__Exercise task__:
Each entry must be given again exactly; images do not belong in the copy.

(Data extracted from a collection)
►
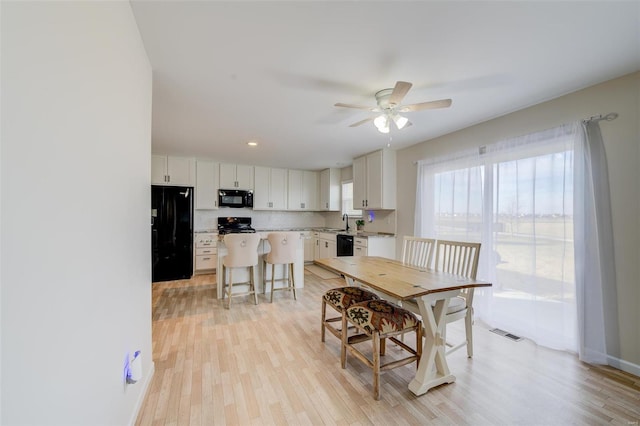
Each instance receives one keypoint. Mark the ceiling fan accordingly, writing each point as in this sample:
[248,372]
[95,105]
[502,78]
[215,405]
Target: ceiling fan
[389,106]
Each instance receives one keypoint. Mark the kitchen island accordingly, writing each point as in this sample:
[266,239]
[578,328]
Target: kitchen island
[242,275]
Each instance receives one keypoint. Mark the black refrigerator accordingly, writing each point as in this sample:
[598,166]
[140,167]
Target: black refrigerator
[171,233]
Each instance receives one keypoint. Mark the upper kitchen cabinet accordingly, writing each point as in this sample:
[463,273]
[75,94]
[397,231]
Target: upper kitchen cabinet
[270,189]
[374,180]
[206,185]
[330,190]
[303,190]
[176,171]
[236,176]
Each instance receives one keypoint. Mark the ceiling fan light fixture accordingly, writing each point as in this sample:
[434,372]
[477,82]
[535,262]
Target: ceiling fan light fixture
[382,123]
[400,121]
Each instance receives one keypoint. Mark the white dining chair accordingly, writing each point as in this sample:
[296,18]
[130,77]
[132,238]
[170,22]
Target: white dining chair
[242,253]
[417,251]
[284,246]
[459,258]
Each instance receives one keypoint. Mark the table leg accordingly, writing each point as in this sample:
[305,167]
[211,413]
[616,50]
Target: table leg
[433,370]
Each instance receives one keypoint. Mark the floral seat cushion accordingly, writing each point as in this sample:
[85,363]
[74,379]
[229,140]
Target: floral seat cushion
[381,316]
[343,297]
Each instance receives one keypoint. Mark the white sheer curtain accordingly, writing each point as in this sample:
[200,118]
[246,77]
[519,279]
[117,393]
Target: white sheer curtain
[595,267]
[517,198]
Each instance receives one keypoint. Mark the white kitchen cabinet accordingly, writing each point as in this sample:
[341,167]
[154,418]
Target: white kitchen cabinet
[270,189]
[325,245]
[330,190]
[174,171]
[309,246]
[207,173]
[236,176]
[374,180]
[206,251]
[302,190]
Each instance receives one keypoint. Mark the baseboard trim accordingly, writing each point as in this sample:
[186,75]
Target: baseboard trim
[143,394]
[623,365]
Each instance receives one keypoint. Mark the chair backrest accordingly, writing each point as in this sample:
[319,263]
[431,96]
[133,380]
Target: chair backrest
[458,258]
[418,251]
[283,247]
[242,250]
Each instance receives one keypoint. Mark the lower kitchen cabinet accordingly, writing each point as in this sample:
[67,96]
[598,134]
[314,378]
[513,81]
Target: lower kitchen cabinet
[309,246]
[325,245]
[206,252]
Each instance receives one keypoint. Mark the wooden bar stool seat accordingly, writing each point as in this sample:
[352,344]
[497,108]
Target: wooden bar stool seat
[340,299]
[379,320]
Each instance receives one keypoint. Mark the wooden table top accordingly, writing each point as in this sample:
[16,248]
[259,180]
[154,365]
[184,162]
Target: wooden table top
[396,279]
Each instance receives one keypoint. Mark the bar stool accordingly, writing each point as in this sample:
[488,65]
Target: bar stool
[283,252]
[379,320]
[340,299]
[242,253]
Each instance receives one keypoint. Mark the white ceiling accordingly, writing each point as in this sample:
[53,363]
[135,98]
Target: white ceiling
[228,72]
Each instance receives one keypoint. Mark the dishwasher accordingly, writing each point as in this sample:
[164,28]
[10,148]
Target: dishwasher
[344,245]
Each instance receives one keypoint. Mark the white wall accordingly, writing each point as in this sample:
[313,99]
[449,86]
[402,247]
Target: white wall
[622,144]
[75,235]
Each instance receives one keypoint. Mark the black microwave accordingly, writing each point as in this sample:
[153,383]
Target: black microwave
[235,198]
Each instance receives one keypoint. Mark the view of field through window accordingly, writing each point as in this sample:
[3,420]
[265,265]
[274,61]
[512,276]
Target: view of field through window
[528,240]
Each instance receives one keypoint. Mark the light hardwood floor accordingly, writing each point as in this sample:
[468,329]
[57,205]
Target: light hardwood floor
[265,364]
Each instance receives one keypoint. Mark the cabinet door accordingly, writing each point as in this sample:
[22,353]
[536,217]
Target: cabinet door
[309,246]
[333,248]
[279,188]
[374,180]
[227,176]
[316,246]
[330,190]
[359,182]
[158,169]
[244,177]
[310,190]
[261,192]
[294,199]
[206,185]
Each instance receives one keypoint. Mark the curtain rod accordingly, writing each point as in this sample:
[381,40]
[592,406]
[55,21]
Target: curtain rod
[608,117]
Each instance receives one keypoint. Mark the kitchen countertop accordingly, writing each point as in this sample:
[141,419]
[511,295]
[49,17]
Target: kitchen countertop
[361,234]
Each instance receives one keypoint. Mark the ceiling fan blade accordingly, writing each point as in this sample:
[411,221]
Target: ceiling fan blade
[339,104]
[361,122]
[399,92]
[442,103]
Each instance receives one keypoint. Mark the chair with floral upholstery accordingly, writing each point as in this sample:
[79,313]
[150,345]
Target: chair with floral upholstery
[378,320]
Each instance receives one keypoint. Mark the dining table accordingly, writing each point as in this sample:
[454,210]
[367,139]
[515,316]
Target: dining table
[432,291]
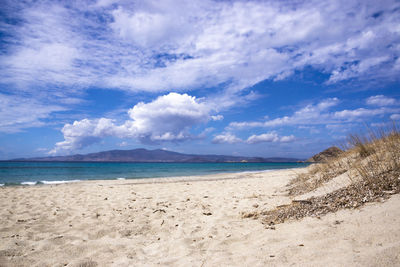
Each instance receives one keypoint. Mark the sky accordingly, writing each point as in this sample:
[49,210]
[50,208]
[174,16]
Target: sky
[250,78]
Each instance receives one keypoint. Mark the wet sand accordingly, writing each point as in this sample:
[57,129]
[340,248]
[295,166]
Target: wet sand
[192,221]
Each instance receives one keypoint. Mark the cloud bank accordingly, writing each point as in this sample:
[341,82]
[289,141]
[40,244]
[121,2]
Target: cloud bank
[133,45]
[167,118]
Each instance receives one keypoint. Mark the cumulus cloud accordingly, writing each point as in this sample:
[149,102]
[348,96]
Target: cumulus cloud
[167,118]
[228,138]
[310,114]
[148,45]
[159,46]
[380,100]
[319,114]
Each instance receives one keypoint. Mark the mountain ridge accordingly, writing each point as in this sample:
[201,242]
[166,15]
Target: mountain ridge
[156,155]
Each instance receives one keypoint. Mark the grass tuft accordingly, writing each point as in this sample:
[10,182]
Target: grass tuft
[372,163]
◄
__Solution for this problem__:
Each instance receives one keypoint. Mark the ceiling fan accordingly, writing each point as in this sample:
[248,372]
[95,105]
[502,78]
[215,405]
Target: ceiling fan
[389,106]
Each instance receives one keypoint. Mark the kitchen island accordingly, writing each point as in this sample:
[266,239]
[578,328]
Target: kitchen island
[242,275]
Each instance receives one keypoint. Mark the black refrigerator accordingly, writing each point as in this sample:
[598,166]
[140,167]
Target: black refrigerator
[171,233]
Each instance receives one keypoint. Mark the upper kitchen cabinet accordingly, writing each point as in this sample:
[463,273]
[75,94]
[397,231]
Target: upper kitchen cabinet
[270,189]
[374,180]
[206,185]
[330,190]
[303,190]
[176,171]
[236,176]
Each instance receives one keypoint. Mark the ceiling fan light fixture accordingly, writing each point as in this sample:
[434,372]
[477,82]
[535,262]
Target: ceiling fan light fixture
[382,123]
[400,121]
Each instance receives one keypoint. Mark the white dining chair accordingly, writing each point as in this sample:
[296,18]
[130,77]
[132,238]
[170,22]
Target: white dining chair
[242,253]
[417,251]
[284,246]
[459,258]
Each instance receives one keypoint. Mark the table leg accordingly, writing each point as in this sample:
[305,167]
[211,413]
[616,50]
Target: table leg
[433,370]
Each instance receives one keypoint. Mark the floral seat cushion accordingly, writing each point as in this sample:
[85,363]
[74,379]
[229,140]
Target: floral seat cushion
[381,316]
[343,297]
Each instance receives one keypoint. Mark the white sheer curtain accordingly, writing each point as in this sample:
[200,118]
[246,77]
[519,279]
[117,393]
Target: white sheer curtain
[595,267]
[517,198]
Each instance receives one keypoint. Mark the white kitchen cabinet accordingly, writing each point as in this sample:
[341,167]
[154,418]
Target: white kitchen cabinet
[270,189]
[325,245]
[330,190]
[174,171]
[309,246]
[207,173]
[236,176]
[374,180]
[206,251]
[302,190]
Each instance receives one keypoint. Mark the baseboard trim accordingly, writing each point as in this sample:
[186,75]
Target: baseboard trim
[143,394]
[623,365]
Each instance receives one keypoint. Mark the chair backrest accordingly, writing each point as in this sample:
[319,263]
[431,96]
[133,380]
Target: chair backrest
[458,258]
[418,251]
[283,247]
[242,250]
Each instance receives one keypoint. Mark the lower kitchen cabinet accordingly, writing each point as in this sample:
[67,96]
[598,134]
[314,378]
[513,81]
Target: lower kitchen cabinet
[309,246]
[325,245]
[206,252]
Each instance receives one keypoint. Mark the wooden bar stool seat accordingly, writing each point as in this sample:
[352,344]
[497,108]
Target: wooden bar stool seat
[340,299]
[379,320]
Each instance receives one keypoint. Mark the wooden table top accordingly, writing each point as in this sample:
[16,248]
[259,180]
[154,365]
[184,162]
Target: wooden table top
[396,279]
Each instance receives one keypoint. Mark the bar stool accordingly, writing each point as in this sample:
[488,65]
Target: bar stool
[283,252]
[379,320]
[340,299]
[242,253]
Each instance receives one keypoint. Mark the white ceiling accordingly, writing each point as in this sample:
[53,363]
[135,98]
Target: white ceiling
[228,72]
Each instance receives one keypoint. Mark the dishwasher accordingly, writing each point as in this sample:
[164,28]
[10,148]
Target: dishwasher
[344,245]
Each instance receives one keypoint. Mark the white wall accordingly, writing each point as in this sample:
[313,99]
[449,86]
[402,247]
Target: white wall
[622,144]
[75,235]
Each instance receives one keypoint. Mark the black microwave accordingly, writing each point as in this sample:
[153,383]
Target: black microwave
[235,198]
Each instance receives one keypoint. Mark the view of field through window accordingly, writing each point as in this sample:
[3,420]
[265,265]
[274,61]
[512,276]
Target: view of field through window
[528,240]
Each instance receives one keypoint. Mark the light hardwood floor accordingly, writing each point as in this sample:
[468,329]
[57,205]
Target: light hardwood floor
[265,364]
Each instance receives one keypoint. Mark the cabinet door accordingly, writing each point as in this sample:
[22,353]
[536,217]
Target: cabinet door
[309,246]
[333,248]
[279,188]
[374,180]
[227,176]
[316,246]
[330,190]
[359,182]
[158,169]
[244,177]
[310,190]
[261,192]
[294,199]
[206,185]
Each instance receives one keypoint. Mark the curtain rod accordingly, writing each point as in this sample:
[381,40]
[592,406]
[55,21]
Target: curtain rod
[608,117]
Each instance receives one keypoint. Mark the kitchen countertop accordingly, writing each point as in this sample:
[141,419]
[511,295]
[49,17]
Target: kitchen countertop
[361,234]
Each instance receives one keypoint. Mark the ceiling fan blade accordingly, writing each point as in this sample:
[411,221]
Target: ceiling fan blade
[339,104]
[361,122]
[399,92]
[442,103]
Each instance receives one keypoint. Mark the chair with floral upholstery accordingly, writing each point as in this sample:
[79,313]
[150,345]
Target: chair with floral upholstery
[378,320]
Each instance receives one keypoint. Mark the dining table accordingly, writing each point as in this sample:
[454,210]
[367,139]
[515,316]
Target: dining table
[432,291]
Each instance receives one keypoint. Mark the sky accordingly, writing each point as in this sample:
[49,210]
[50,208]
[174,16]
Target: sky
[250,78]
Each instance receives one keypoint. Mark the wet sand accordingly, writing each point as in this sample:
[57,129]
[340,248]
[295,166]
Target: wet sand
[192,221]
Each instance receives one keypoint. Mark the cloud bank accordingly, writing each point as in this sample:
[341,82]
[289,141]
[40,244]
[121,2]
Target: cloud bank
[133,45]
[167,118]
Each instance receives one keypoint. Mark the cumulus cloud accordingly, writing each point as in this sample:
[149,102]
[348,96]
Target: cumulus cloud
[167,118]
[228,138]
[310,114]
[148,45]
[159,46]
[380,100]
[319,114]
Each instance receives one keypoint. Mark the mountain ridge accordingly, writing each point as in this sample:
[201,242]
[166,15]
Target: mountain ridge
[156,155]
Each instance receives one keypoint. Mark the grass tuft accordingly, writing each point as in this sample:
[10,182]
Target: grass tuft
[372,163]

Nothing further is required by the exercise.